### Task requirements
Print every record exactly, with nothing added or left out.

START Study material

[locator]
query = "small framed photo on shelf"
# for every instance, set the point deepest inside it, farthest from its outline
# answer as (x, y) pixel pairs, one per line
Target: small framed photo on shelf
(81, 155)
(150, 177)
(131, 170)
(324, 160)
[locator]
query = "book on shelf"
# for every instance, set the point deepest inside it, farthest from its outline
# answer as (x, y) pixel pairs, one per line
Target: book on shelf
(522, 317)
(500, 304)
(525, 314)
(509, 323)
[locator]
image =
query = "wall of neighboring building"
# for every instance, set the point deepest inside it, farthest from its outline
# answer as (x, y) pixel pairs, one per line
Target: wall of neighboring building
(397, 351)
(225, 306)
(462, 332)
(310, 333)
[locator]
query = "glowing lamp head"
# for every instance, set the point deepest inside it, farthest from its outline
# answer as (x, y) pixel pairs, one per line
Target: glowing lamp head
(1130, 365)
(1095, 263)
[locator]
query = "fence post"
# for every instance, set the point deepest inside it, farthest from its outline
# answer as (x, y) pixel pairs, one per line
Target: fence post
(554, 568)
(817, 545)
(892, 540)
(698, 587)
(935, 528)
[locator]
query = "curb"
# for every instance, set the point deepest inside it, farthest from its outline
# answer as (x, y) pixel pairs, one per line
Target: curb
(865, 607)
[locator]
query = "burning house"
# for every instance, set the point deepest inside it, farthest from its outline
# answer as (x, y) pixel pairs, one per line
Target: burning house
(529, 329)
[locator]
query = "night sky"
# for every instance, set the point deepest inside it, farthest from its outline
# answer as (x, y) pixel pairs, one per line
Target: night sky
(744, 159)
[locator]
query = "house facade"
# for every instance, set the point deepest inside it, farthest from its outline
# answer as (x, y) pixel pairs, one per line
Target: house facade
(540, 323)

END Study material

### Solution to this task
[locator]
query = "small framed photo on shelf"
# for every instance, set the point deepest inside it, farthest from its outline
# answer as (x, y) pixel pairs, one per line
Target: small framed photo on shelf
(81, 155)
(150, 177)
(131, 170)
(324, 160)
[locator]
query = "book on shelf"
# for every instance, set the point deepest inside it, farthest from its outline
# answer as (x, y) pixel pairs, one per line
Target: book on shelf
(522, 317)
(500, 304)
(525, 314)
(509, 323)
[locator]
image =
query = "wall of neighboring building"
# for every instance, set the point deepest inside it, farthest from its outline
# answer as (x, y) pixel pairs, one per line
Target: wall of neighboring building
(397, 351)
(225, 306)
(462, 332)
(310, 333)
[locator]
query = "glowing lamp head"
# for every instance, set the point deepest inside it, farthest from its outline
# answer as (x, y) pixel pairs, one per line
Target: glowing lamp head
(1130, 365)
(1095, 263)
[locator]
query = "fence post"
# for every instance, set the point deepest inside it, farthest from its outline
# answer as (x, y) pixel pairs, one per line
Target: fence post
(554, 568)
(817, 545)
(892, 540)
(698, 587)
(935, 528)
[locator]
query = "curb"
# for every instance, set the point deepest inside it, farthest from its outline
# answer as (x, y) pixel pairs, one per line
Target: curb
(865, 607)
[locator]
query = "burning house"
# for every instance, set the point deepest inside it, farthest from its outline
# answer as (x, y) pixel pairs, one per line
Target: burning house
(529, 329)
[locator]
query = "night sky"
# for every instance, set the point deepest inside it, farthest from its outline
# answer as (x, y) pixel pairs, one per line
Target: night sky
(744, 159)
[locator]
query = "house facade"
# for every instance, set the point deepest inside it, farthest from its outline
# answer as (x, y) pixel pairs, one per line
Target: house facade
(540, 323)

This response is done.